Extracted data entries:
-.-.-

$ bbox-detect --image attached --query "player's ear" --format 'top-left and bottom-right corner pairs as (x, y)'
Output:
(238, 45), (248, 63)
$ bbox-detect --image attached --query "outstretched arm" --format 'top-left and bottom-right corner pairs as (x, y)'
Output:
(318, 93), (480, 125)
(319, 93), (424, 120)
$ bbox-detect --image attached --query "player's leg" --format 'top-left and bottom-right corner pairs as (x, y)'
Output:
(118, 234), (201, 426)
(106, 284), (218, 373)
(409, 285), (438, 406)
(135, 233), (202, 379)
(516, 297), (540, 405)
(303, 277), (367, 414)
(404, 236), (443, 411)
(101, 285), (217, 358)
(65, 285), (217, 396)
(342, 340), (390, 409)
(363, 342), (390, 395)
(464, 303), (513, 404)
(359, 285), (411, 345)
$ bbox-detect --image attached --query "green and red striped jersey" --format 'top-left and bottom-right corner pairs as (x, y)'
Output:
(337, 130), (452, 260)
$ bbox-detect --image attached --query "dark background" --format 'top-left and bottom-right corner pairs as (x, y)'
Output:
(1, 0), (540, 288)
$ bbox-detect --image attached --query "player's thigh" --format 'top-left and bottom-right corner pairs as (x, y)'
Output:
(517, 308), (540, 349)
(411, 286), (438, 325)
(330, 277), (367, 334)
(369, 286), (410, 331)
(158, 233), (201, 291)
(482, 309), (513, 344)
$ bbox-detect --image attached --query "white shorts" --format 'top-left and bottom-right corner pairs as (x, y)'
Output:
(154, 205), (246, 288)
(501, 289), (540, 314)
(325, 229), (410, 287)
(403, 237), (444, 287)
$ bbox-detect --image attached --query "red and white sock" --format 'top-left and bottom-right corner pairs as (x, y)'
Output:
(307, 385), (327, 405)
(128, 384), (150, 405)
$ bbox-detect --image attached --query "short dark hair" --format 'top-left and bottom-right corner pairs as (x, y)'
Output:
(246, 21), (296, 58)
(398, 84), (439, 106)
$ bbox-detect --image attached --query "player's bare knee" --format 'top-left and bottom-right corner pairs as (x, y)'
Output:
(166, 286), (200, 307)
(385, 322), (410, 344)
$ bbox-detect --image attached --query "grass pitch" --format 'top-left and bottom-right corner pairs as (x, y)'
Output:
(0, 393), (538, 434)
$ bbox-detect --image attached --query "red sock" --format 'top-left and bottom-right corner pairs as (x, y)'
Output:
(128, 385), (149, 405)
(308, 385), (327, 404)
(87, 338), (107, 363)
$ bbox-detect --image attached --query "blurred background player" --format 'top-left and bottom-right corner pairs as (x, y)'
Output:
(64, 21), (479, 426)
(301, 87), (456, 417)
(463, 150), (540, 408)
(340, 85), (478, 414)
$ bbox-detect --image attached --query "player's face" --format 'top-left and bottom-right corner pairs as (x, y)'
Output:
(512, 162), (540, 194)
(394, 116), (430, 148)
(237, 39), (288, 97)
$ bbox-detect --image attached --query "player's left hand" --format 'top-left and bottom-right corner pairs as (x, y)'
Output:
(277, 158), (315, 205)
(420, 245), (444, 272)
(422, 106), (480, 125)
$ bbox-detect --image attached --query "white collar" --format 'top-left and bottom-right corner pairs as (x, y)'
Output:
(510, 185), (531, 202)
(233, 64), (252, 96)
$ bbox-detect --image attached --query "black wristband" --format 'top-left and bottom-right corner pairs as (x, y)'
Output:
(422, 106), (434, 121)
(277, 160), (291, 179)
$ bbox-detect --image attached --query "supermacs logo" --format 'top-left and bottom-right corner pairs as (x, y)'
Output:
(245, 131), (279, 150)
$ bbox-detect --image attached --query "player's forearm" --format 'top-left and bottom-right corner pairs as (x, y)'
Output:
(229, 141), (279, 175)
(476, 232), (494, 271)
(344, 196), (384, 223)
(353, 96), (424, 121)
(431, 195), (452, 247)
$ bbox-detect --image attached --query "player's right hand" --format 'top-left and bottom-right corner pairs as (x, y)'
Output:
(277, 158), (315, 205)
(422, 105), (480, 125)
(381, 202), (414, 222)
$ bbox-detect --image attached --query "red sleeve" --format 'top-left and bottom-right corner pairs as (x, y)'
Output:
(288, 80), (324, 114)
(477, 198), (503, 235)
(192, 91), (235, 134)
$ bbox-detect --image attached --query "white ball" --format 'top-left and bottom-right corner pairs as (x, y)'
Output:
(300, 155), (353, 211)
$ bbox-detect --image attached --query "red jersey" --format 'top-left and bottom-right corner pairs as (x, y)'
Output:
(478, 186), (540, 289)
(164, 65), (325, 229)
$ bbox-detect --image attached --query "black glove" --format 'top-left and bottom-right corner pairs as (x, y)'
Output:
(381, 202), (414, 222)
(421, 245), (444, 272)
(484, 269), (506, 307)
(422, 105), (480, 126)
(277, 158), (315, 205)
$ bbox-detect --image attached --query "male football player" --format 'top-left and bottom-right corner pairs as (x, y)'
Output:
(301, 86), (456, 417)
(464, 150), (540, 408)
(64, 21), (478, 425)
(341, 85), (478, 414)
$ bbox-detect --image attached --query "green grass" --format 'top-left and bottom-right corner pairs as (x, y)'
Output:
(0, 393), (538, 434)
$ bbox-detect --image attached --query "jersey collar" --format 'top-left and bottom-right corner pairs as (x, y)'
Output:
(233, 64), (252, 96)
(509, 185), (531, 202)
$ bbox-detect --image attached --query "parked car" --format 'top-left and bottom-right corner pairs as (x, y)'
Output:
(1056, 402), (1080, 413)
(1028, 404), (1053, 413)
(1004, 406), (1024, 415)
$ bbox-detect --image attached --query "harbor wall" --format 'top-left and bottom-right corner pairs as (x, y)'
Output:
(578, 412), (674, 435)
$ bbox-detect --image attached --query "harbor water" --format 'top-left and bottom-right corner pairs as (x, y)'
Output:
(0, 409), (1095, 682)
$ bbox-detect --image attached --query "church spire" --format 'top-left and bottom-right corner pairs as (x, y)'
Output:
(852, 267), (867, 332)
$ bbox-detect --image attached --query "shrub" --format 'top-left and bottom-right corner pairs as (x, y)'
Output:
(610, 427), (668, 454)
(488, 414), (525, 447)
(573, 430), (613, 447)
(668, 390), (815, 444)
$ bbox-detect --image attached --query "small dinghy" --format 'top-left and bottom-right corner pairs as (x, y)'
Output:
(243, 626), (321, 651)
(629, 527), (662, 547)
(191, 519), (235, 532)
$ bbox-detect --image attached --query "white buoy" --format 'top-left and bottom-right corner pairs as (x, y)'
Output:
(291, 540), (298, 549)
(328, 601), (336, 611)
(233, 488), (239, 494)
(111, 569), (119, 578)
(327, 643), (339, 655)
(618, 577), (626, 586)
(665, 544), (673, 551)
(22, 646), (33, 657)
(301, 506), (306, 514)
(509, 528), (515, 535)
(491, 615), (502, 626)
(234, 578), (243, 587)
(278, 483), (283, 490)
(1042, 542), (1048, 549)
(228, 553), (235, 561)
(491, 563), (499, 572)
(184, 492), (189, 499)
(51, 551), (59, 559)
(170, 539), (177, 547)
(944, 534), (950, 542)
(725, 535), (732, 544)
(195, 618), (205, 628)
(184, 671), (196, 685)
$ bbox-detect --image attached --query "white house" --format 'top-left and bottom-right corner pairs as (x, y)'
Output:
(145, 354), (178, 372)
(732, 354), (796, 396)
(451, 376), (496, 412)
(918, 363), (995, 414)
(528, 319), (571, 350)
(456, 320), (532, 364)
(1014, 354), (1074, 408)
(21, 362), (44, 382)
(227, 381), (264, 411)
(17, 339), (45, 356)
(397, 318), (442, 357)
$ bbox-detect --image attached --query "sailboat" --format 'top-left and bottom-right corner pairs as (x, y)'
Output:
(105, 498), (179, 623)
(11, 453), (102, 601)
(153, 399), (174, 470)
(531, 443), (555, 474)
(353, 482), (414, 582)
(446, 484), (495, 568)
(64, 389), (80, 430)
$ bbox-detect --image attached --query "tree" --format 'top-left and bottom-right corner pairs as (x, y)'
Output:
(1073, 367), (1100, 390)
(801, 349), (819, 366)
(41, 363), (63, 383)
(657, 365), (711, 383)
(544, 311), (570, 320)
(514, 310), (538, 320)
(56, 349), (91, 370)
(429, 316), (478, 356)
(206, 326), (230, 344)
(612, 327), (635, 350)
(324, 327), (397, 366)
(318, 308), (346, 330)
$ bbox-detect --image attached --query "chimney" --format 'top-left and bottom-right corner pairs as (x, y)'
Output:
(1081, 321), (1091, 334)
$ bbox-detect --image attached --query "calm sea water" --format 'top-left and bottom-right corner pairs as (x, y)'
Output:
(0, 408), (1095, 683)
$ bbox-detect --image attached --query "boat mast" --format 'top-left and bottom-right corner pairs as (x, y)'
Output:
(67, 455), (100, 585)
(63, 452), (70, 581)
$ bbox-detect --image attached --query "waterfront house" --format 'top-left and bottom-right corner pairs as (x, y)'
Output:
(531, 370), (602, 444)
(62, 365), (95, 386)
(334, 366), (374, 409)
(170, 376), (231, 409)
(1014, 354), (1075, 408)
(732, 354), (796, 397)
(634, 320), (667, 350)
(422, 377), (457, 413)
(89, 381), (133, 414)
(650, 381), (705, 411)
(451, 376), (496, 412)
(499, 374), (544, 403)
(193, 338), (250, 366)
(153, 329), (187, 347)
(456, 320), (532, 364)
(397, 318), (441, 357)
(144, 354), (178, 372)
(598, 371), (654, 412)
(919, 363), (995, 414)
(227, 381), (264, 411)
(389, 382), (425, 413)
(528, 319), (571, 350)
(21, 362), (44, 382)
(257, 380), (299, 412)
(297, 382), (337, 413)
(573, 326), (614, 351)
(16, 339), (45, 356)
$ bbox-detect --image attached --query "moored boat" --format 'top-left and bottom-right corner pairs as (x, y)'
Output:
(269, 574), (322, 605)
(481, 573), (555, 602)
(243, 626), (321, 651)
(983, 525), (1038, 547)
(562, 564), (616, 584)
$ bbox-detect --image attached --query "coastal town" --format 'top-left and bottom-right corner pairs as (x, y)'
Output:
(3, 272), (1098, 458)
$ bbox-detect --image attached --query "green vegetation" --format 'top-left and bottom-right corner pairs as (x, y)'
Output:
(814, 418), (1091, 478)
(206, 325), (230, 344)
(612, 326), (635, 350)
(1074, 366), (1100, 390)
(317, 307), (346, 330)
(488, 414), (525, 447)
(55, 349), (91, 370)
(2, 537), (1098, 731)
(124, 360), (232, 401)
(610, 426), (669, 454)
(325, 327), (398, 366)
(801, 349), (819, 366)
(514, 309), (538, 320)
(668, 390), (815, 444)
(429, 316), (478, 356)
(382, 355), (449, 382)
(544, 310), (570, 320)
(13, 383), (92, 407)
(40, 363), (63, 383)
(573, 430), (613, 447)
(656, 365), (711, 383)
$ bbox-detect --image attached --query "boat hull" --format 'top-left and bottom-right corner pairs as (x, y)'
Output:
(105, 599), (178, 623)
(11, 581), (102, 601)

-.-.-

§ **Problem requirements**
Whenever a line of the data above includes the word "hand", copy that line.

§ **Output**
$ bbox-detect --image attached --query "player's left hand" --format 'top-left and bottom-right corner pairs as (x, y)'
$ bbox-detect --image attached --query "player's right hand" --format 'top-left and bottom-right corner pairs as (x, y)'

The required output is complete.